• [EXERCISE REQUIREMENTS]:
1) Please rewrite the grant description, from the part that opens with the words containing "Grant Program" and closes with "the European Union.", putting "European Community" in place of "European Union".
2) Carry on the social policy grant description from the point where it stops.

• [SELECTED PASSAGE]:
=-=-=-=-=

Social Policy Research Grant

Project: Social Policy

Project Details

Grant Program

Social Policy Grant

Project Description

Field of research: European Union (EU) Studies and International Political Economy.
Introduction: This project represents an innovative interdisciplinary intervention that uses the canonical texts of Karl Polanyi (1944), and the insights from the burgeoning Polanyian scholarship in order to address the new macroeconomic surveillance mechanism of the European Union.
State-of the-art: The Eurozone crisis has brought back to life the old debate about the intergovernmental and the community methods. While some scholars argue that in the aftermath of the crisis the importance of intergovernmental decision-making has won the day, which in itself has been redefined into new-intergovernmentalism (Bickerton et al., 2015), others are more cautions and explore how previous decisions constrain even the most powerful states such as Germany. Steniberg and Vermeiren (2015) argue the adoption of a less orthodox monetary policy by the ECB was contrary to Germany’s preference, but was unavoidable given the unintended negative consequences of previous decisions. By using historical institutionalism that shows how feedback loops resulting from previous decisions constrains all member states, Steniberg and Vermeiren (2015) try to dispute the existence of an outright German hegemony. On the other hand many economists have identified a ‘Germanized Eurozone’ where the burden of adjustment falls unjustifiably on the debtors countries and leads to persistent macroeconomic imbalances (Blyth, 2013; Matthijs and Blyth, 2015).

=-=-=-=-=

• [DATASET RECORDS]:
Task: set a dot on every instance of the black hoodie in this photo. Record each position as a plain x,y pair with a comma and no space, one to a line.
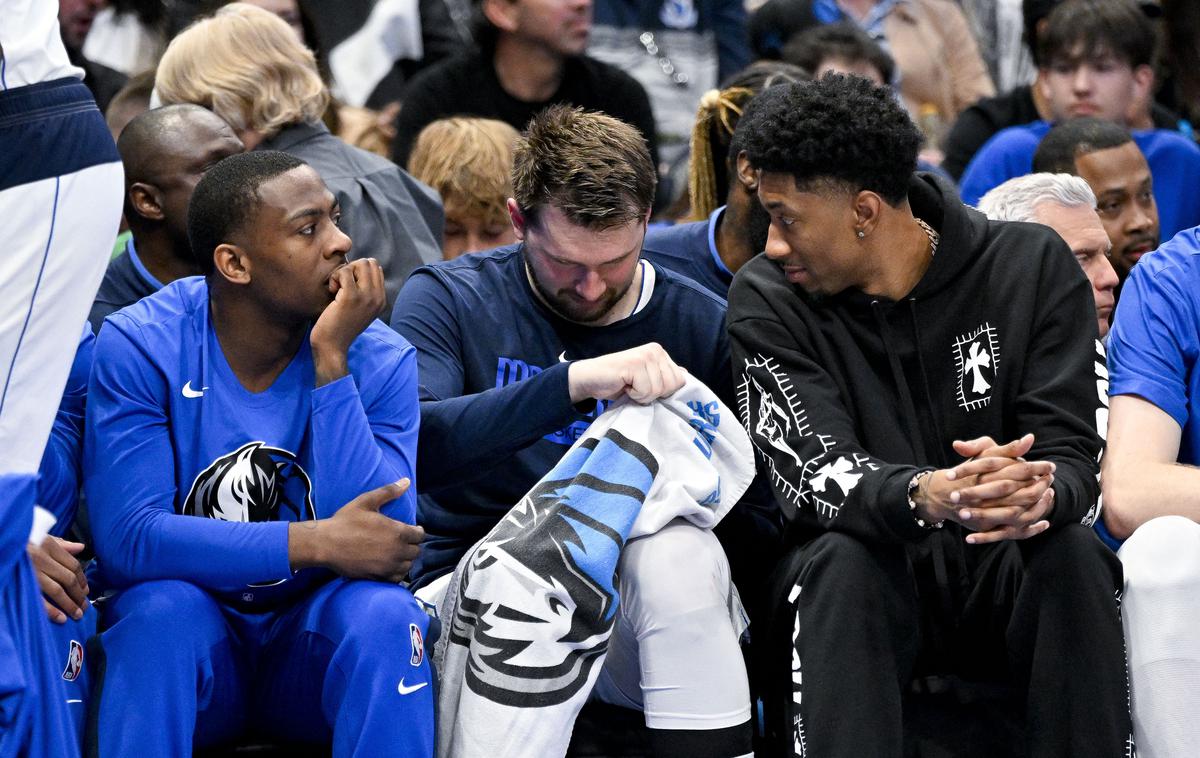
847,397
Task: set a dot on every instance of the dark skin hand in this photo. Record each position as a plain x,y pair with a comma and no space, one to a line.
359,541
995,493
60,577
358,298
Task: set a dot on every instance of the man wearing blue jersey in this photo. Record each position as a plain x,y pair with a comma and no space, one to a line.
520,349
249,443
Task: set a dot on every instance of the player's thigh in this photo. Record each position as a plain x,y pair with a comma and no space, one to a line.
59,230
347,638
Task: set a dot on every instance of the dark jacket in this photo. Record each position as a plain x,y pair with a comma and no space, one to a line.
846,398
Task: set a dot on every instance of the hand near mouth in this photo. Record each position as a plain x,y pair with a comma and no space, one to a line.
358,299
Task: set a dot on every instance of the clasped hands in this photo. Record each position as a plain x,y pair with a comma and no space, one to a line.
995,492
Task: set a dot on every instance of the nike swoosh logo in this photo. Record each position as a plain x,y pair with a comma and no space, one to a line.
405,690
187,391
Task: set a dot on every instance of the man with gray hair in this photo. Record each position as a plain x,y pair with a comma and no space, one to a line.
1067,205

=-=-=-=-=

• [OUTPUTS IN ORDER]:
1)
Grant Program

Social Policy Grant

Project Description

Field of research: European Community (EU) Studies and International Political Economy.
Introduction: This project represents an innovative interdisciplinary intervention that uses the canonical texts of Karl Polanyi (1944), and the insights from the burgeoning Polanyian scholarship in order to address the new macroeconomic surveillance mechanism of the European Community.

2)
This research project accepts Dawson (2015) conclusion that the crisis has given rise to a new method that combines decision-making features of the intergovernmental method with the supervisory and implementing mechanism typical for the community method. The great macroeconomic imbalances among member states called into being a new policy cycle, called the European Semester, whose objective is closer coordination of economic, fiscal and other policies among a) Eurozone member states which are bound by the Stability and Growth Pact, and b) the non-euro countries which are bound by the Euro Plus Pact.
This new policy cycle has inaugurated a turn towards greater intervention into member states’ domestic fiscal, labour, industrial and social policies (Crespy and Menz, 2015). The post-crisis reforms have increased the surveillance capacity of the European Commission and whether the reforms increases its power and how it does it is consequential for the distribution of power in the union. And just like in the case of the IMF’s incremental expansion of its prerogatives, a question imposes itself whether this new expansion in the Commission’s mission constrains the policy space of member states.
Subject of inquiry: The aim of this project is to make sense of the most powerful surveillance mechanism, European Semester, which exceeds even the IMF’s macroeconomic monitoring prerogatives (Moschella, 2015). My original contribution consists of providing a Polanyian analysis of the recent efforts to re-embed the Single Market. This project aims to gauge the level of embeddedness between member states’ economies, by examining the extent to which the new macroeconomic surveillance mechanism induces convergence among them.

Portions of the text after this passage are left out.